* Begin RECORD SET *

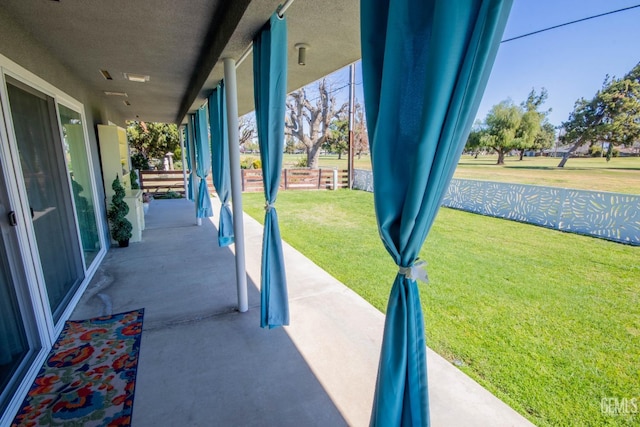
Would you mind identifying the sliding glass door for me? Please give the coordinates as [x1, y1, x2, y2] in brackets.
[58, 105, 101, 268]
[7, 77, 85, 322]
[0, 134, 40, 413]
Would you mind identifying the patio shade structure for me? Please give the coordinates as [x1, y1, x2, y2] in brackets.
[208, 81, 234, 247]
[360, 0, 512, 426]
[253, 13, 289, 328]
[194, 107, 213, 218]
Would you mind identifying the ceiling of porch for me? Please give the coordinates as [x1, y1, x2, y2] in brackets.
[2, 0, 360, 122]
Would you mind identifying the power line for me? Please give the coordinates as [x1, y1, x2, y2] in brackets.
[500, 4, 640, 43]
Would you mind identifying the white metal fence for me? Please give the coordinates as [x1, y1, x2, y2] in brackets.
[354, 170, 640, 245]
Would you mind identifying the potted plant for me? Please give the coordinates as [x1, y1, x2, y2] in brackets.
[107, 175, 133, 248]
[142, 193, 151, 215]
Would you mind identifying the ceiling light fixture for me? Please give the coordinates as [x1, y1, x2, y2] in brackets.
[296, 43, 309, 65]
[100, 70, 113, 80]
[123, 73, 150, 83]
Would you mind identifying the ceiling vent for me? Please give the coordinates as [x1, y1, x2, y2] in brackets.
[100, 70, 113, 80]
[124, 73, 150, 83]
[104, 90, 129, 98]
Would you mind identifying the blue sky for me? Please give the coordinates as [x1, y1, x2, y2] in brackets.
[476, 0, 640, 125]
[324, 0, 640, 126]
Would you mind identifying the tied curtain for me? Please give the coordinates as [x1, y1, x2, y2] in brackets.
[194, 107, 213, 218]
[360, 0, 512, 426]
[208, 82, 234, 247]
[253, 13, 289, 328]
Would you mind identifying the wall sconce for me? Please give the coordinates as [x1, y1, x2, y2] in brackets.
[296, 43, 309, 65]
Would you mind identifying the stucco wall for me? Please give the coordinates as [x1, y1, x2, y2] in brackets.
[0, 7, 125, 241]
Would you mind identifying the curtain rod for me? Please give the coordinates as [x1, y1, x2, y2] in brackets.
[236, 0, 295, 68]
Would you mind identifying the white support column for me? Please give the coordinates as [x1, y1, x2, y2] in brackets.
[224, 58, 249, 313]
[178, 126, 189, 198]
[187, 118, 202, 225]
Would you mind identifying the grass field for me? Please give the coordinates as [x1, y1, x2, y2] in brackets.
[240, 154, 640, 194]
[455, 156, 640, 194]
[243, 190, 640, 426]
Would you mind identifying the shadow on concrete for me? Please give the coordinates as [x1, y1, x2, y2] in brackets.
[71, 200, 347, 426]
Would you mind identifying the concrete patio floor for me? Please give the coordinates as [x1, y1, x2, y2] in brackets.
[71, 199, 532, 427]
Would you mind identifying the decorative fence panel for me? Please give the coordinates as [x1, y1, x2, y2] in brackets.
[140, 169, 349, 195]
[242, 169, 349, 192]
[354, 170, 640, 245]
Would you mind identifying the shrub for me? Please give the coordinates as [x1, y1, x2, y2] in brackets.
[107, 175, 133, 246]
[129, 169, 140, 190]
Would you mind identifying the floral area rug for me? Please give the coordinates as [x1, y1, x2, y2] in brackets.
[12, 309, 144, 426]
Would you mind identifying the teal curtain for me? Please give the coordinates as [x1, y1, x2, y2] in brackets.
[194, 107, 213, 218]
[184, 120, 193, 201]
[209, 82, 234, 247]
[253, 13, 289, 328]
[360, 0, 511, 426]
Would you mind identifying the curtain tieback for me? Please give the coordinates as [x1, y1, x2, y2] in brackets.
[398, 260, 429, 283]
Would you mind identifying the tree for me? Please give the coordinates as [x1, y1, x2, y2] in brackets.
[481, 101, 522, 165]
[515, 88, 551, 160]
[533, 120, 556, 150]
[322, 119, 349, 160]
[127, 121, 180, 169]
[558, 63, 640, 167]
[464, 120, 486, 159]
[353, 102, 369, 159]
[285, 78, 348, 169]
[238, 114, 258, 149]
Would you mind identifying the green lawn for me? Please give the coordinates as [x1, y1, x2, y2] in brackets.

* End RECORD SET *

STATED TASK:
Revise all of the material above so that every "Would you mind identifying" becomes "Could you locate", with nothing else changed. Leave the pictures out of your answer.

EXERCISE SOLUTION:
Could you locate the sliding glass door for me? Please give the coordinates as [x1, y1, x2, y2] in brackets.
[58, 105, 101, 268]
[7, 77, 85, 322]
[0, 134, 40, 413]
Could you locate the patio shade structure for me? Please give the coordinates as [x1, y1, x2, y2] in brackets.
[208, 81, 234, 247]
[360, 0, 512, 426]
[253, 13, 289, 328]
[194, 107, 213, 218]
Could you locate the ceiling of porch for me? Please give the coordinates as [x1, y1, x2, y2] in brackets.
[2, 0, 360, 122]
Could you locate the power line for me? Please give the coordinates as [x1, y1, x2, y2] in brackets.
[500, 4, 640, 43]
Could you locate the white metal fence for me? Please give the coordinates as [x1, y1, x2, y2] in brackets.
[354, 170, 640, 245]
Could you locate the potted plant for me? Please give the coordinates as [x1, y1, x2, y2] in brackets.
[107, 175, 133, 248]
[142, 193, 151, 215]
Could you locate the ceiling light fixture for me? Please give the coordinates as [x1, y1, x2, y2] in brackets.
[296, 43, 309, 65]
[100, 70, 113, 80]
[123, 73, 150, 83]
Could you locate the ceiling vent for me? Please give the coordinates as [x1, y1, x2, y2] in brackets.
[100, 70, 113, 80]
[124, 73, 150, 83]
[104, 90, 129, 98]
Could you locate the blue sky for me? Please give the coordinates as [x1, y1, x2, y2] in brackets.
[476, 0, 640, 125]
[324, 0, 640, 126]
Could you locate the tied curtain for me? Please give the coordinates as [x1, y1, x2, y2] in brackets.
[194, 107, 213, 218]
[360, 0, 512, 426]
[208, 82, 234, 247]
[253, 13, 289, 328]
Could you locate the wall sconce for me? Please give the coordinates as [x1, y1, x2, y2] in brackets.
[296, 43, 309, 65]
Could you locate the stucco wall for me? Please give the coordinates as [x1, y1, x2, y2] in brackets.
[0, 7, 125, 241]
Could you locate the curtain rod for me? Please give the coordinates as [x1, y1, x2, y2] in brackets.
[236, 0, 295, 68]
Could you locate the white support column for me? Please give the coordinates as [x1, y1, x2, y2] in brackets.
[224, 58, 249, 313]
[178, 126, 189, 198]
[187, 118, 202, 225]
Could you locate the grass field for me? Please give the coordinates as [x1, y1, x2, y2] in brackets.
[240, 154, 640, 194]
[455, 156, 640, 194]
[243, 190, 640, 426]
Could you locate the shadow on concrete for me? Please give the coordinates as [x1, y1, x2, y2] in brackets.
[71, 200, 347, 426]
Could you locate the concrete patio floor for me? Please give the coordinates as [x1, y1, x2, y2] in brackets.
[71, 199, 532, 427]
Could you locate the decorative fence panel for me? Please give the coordinates as [x1, y1, x2, y2] in brackets.
[140, 169, 349, 195]
[242, 169, 349, 192]
[354, 170, 640, 245]
Could you locate the shrub for me? Please give the coordinates as [x1, y1, x2, y2] in brackets.
[107, 175, 133, 246]
[129, 169, 140, 190]
Could you locate the floral area rug for me? Please give the coordinates as [x1, y1, x2, y2] in brackets.
[12, 309, 144, 426]
Could you locate the teal curtain for me? Please give the coordinates as [x1, y1, x2, y2] in brackets.
[194, 107, 213, 218]
[184, 120, 193, 201]
[209, 82, 234, 247]
[253, 13, 289, 328]
[360, 0, 511, 426]
Could you locate the curtain tieback for me? Please give the coordinates as [x1, y1, x2, y2] in brackets.
[398, 260, 429, 283]
Could you locate the tree for me? Please give the coordinates as [x1, y1, x2, y2] in brackets.
[481, 101, 522, 165]
[515, 88, 551, 160]
[533, 120, 556, 150]
[322, 119, 349, 160]
[127, 121, 180, 169]
[558, 63, 640, 167]
[464, 120, 486, 159]
[353, 102, 369, 159]
[285, 78, 348, 169]
[238, 114, 258, 149]
Could you locate the green lawn for me? Please give the coordinates as [x1, y1, x2, y2] in brackets.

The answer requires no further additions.